** START OF RECORDS FOR THIS EXERCISE **
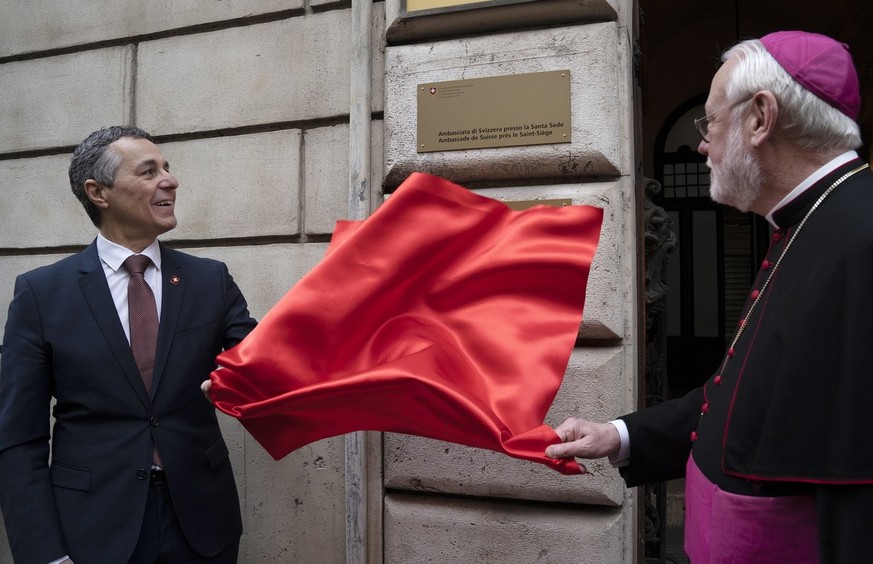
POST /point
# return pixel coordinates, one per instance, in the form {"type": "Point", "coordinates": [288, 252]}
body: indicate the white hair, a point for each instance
{"type": "Point", "coordinates": [808, 120]}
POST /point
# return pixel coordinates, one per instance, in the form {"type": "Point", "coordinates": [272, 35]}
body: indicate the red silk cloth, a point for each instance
{"type": "Point", "coordinates": [444, 314]}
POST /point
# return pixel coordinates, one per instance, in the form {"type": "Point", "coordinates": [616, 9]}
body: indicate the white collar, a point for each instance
{"type": "Point", "coordinates": [810, 180]}
{"type": "Point", "coordinates": [114, 254]}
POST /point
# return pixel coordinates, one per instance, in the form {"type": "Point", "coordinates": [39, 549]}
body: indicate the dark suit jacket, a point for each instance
{"type": "Point", "coordinates": [64, 340]}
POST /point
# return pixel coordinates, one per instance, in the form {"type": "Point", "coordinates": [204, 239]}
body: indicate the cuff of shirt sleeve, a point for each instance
{"type": "Point", "coordinates": [622, 459]}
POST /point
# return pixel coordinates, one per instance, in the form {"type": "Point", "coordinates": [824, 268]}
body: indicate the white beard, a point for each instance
{"type": "Point", "coordinates": [736, 181]}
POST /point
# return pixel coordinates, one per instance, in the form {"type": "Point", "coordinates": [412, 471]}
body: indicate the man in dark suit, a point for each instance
{"type": "Point", "coordinates": [126, 474]}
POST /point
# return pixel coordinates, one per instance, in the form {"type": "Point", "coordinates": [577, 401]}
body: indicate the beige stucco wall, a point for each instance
{"type": "Point", "coordinates": [251, 100]}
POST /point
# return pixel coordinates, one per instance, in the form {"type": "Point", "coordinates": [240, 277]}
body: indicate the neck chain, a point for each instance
{"type": "Point", "coordinates": [760, 291]}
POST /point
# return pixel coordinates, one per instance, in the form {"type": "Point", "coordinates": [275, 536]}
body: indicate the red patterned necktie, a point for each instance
{"type": "Point", "coordinates": [143, 318]}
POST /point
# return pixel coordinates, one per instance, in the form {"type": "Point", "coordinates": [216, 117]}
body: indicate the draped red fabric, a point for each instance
{"type": "Point", "coordinates": [444, 314]}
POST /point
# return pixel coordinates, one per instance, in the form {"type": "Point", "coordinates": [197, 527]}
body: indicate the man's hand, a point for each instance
{"type": "Point", "coordinates": [585, 439]}
{"type": "Point", "coordinates": [206, 386]}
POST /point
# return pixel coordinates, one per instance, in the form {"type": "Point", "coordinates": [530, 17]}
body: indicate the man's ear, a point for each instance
{"type": "Point", "coordinates": [96, 192]}
{"type": "Point", "coordinates": [765, 111]}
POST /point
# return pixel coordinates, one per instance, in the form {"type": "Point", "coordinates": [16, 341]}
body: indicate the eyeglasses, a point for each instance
{"type": "Point", "coordinates": [702, 124]}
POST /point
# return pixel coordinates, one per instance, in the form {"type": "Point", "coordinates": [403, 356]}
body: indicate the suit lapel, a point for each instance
{"type": "Point", "coordinates": [92, 281]}
{"type": "Point", "coordinates": [173, 288]}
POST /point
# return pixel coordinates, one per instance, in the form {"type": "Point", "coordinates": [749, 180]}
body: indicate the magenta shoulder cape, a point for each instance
{"type": "Point", "coordinates": [444, 314]}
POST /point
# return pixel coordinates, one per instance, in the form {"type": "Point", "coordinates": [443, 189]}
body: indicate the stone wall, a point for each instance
{"type": "Point", "coordinates": [250, 102]}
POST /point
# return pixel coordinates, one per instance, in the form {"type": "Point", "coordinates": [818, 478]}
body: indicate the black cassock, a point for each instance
{"type": "Point", "coordinates": [790, 410]}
** END OF RECORDS FOR THIS EXERCISE **
:: EXERCISE TASK ::
Extract each line of the data above that contains the string "dark", treating uppercase and lowercase letters as distinct.

:: ANSWER TO THIS EXERCISE ::
body: indicate the dark suit jacket, a point for each instance
body: indicate the man in dark suit, a point for each instance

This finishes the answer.